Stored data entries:
################
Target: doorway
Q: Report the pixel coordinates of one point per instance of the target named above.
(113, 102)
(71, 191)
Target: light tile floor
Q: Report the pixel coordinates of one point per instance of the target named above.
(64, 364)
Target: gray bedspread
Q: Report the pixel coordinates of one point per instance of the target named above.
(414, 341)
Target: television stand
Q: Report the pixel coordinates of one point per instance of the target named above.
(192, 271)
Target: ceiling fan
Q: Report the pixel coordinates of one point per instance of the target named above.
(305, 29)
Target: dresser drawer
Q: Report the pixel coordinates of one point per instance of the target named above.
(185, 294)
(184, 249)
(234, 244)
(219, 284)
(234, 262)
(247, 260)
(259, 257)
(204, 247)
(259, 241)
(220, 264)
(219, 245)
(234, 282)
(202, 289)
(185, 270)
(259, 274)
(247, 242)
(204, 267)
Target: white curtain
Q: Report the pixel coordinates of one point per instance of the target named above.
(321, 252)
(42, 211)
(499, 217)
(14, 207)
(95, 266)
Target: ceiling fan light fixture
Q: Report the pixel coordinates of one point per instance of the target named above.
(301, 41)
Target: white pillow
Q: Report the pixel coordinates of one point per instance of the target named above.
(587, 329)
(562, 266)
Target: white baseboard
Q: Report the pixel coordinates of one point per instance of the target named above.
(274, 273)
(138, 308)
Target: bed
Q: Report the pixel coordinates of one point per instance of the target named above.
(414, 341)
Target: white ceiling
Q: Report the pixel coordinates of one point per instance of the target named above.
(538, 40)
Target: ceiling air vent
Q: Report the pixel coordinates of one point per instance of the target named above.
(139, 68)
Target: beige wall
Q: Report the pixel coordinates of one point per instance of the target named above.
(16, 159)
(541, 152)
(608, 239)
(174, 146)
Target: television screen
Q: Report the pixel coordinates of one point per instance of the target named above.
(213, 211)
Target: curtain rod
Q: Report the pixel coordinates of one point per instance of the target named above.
################
WORK TASK
Looking at the data above, return every line from the one with "Target: ceiling fan light fixture" down to the one with "Target: bed", exactly and inclusively.

RESPONSE
Target: ceiling fan light fixture
Q: Report the pixel coordinates of one point per instance of the target named above.
(301, 41)
Target: white pillow
Q: Report the pixel coordinates of one point per instance of the target named above.
(587, 329)
(562, 266)
Target: white baseboard
Q: Report the pixel coordinates of one point per instance of the target named above.
(274, 273)
(138, 308)
Target: bed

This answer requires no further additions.